--- TASK INPUTS Enclosed Below ---

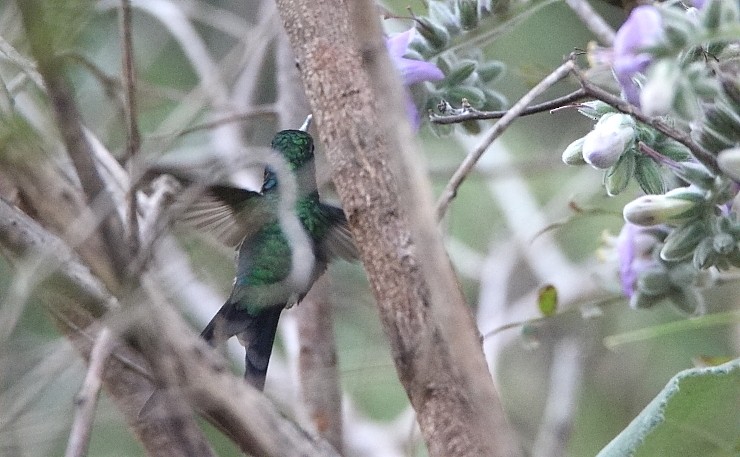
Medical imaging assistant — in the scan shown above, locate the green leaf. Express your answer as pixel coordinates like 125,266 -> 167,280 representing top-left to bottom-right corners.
443,60 -> 477,86
537,284 -> 558,317
446,86 -> 486,108
661,221 -> 707,262
667,286 -> 705,315
658,140 -> 692,163
635,266 -> 671,297
477,61 -> 505,83
604,152 -> 635,196
457,0 -> 479,30
634,156 -> 666,195
481,88 -> 508,111
415,17 -> 449,50
596,358 -> 740,457
461,120 -> 481,134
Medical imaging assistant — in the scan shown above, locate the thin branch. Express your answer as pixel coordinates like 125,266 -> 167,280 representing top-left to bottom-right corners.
294,276 -> 344,452
0,201 -> 119,318
0,196 -> 341,457
47,307 -> 153,380
430,88 -> 588,124
119,0 -> 141,254
571,64 -> 721,174
435,60 -> 576,219
60,52 -> 122,102
481,294 -> 622,340
60,51 -> 187,104
65,327 -> 113,457
531,338 -> 584,457
564,0 -> 616,46
17,2 -> 132,281
0,198 -> 216,457
130,175 -> 181,273
140,276 -> 342,457
0,34 -> 45,88
169,105 -> 278,138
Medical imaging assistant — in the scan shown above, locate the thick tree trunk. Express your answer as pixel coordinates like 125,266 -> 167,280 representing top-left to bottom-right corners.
276,32 -> 345,453
274,1 -> 521,456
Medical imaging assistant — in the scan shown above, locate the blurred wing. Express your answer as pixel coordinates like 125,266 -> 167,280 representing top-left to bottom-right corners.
182,185 -> 272,248
319,204 -> 359,262
146,160 -> 270,247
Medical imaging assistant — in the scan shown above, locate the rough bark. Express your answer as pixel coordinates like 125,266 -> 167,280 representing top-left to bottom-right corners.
276,31 -> 345,453
274,1 -> 521,456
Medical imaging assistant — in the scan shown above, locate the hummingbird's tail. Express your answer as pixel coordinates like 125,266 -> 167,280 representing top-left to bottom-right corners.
242,306 -> 282,390
200,302 -> 283,391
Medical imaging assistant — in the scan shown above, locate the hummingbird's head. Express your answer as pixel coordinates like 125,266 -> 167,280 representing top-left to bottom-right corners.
270,130 -> 314,171
262,129 -> 317,196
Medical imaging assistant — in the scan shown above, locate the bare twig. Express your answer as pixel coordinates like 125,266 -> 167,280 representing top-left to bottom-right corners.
130,175 -> 181,273
0,196 -> 342,457
59,51 -> 122,104
0,35 -> 45,88
531,338 -> 584,457
59,50 -> 188,106
294,275 -> 344,452
430,88 -> 588,124
0,201 -> 119,318
17,2 -> 132,281
564,0 -> 616,46
571,65 -> 721,174
140,276 -> 342,457
169,105 -> 278,138
435,60 -> 576,219
0,198 -> 216,457
65,328 -> 114,457
119,0 -> 141,254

--- End of Enclosed TASK INPUTS ---

* [DIRECTIONS FOR THIS TASK]
Output every entry exactly. Pictures stay out.

* [REPLY TO THE TASK]
Medical imaging assistant — in the scan shown above, locate the green leaf. Express your answer as pixel coordinates like 125,266 -> 167,280 representing top-left to bottom-right corners.
443,60 -> 477,86
537,284 -> 558,317
446,86 -> 486,108
661,221 -> 707,262
667,286 -> 705,315
658,140 -> 692,163
635,266 -> 671,297
477,61 -> 505,83
604,152 -> 635,196
457,0 -> 479,30
634,156 -> 666,195
481,88 -> 508,111
415,17 -> 449,50
596,358 -> 740,457
461,120 -> 481,134
Medical imaging assistant — in the scan shown above, locate the thin branch. Express your answer as pixel coordinates like 125,266 -> 167,280 representing top-left to bottom-right corners.
294,276 -> 344,452
0,201 -> 119,318
0,196 -> 341,457
47,307 -> 153,380
430,88 -> 588,124
119,0 -> 141,254
571,64 -> 721,174
435,60 -> 576,219
60,52 -> 122,102
481,294 -> 622,340
60,51 -> 187,104
65,327 -> 113,457
531,338 -> 584,457
564,0 -> 616,46
17,2 -> 132,281
0,198 -> 216,457
130,175 -> 181,273
140,276 -> 342,457
0,34 -> 45,88
169,105 -> 278,138
Medical imaging assistant — in the scan shown above, locate the thick tree trunk. Express your answer as pixel coordinates like 125,266 -> 167,280 representing top-left to bottom-right corners.
276,32 -> 345,453
274,1 -> 521,456
Medical imaging assistant — in the scan shown above, locate the blurred wing. Express your answer as pixel coordinates like 125,266 -> 167,280 representing top-left to bottom-right corners.
182,185 -> 272,248
319,204 -> 359,262
146,160 -> 270,247
Medical imaging assistant — in the scan shown above, locate the rough bark. Express your answer as pixel coordinates like 125,266 -> 167,280 representing top-left to bottom-right corners.
276,31 -> 345,453
274,1 -> 521,456
Medical imaging assistant — in the scan shown above, locate the hummingbird's tail. Express your answer as pixel coordinates like 125,266 -> 167,280 representing top-left to bottom-right corners.
242,306 -> 282,390
200,302 -> 283,391
Medical imaging assistant — in the scan shown above, locate the hummingbird's head. Express your answer as pixel coordinates like 125,266 -> 167,280 representing top-left to bottom-right corners.
270,130 -> 314,171
262,129 -> 317,196
Medical imaging assistant — in the scan shown above, locate the bare twig. Express your answer as pixel coordinates like 125,266 -> 167,280 representing top-left to bottom-right corners.
130,175 -> 181,273
0,196 -> 342,457
59,51 -> 122,104
0,35 -> 45,88
531,338 -> 584,457
59,50 -> 188,106
294,275 -> 344,452
430,88 -> 588,124
0,201 -> 119,318
17,2 -> 132,281
564,0 -> 616,46
571,65 -> 721,174
140,276 -> 342,457
169,105 -> 278,138
435,60 -> 576,219
0,198 -> 216,457
65,328 -> 114,457
119,0 -> 141,254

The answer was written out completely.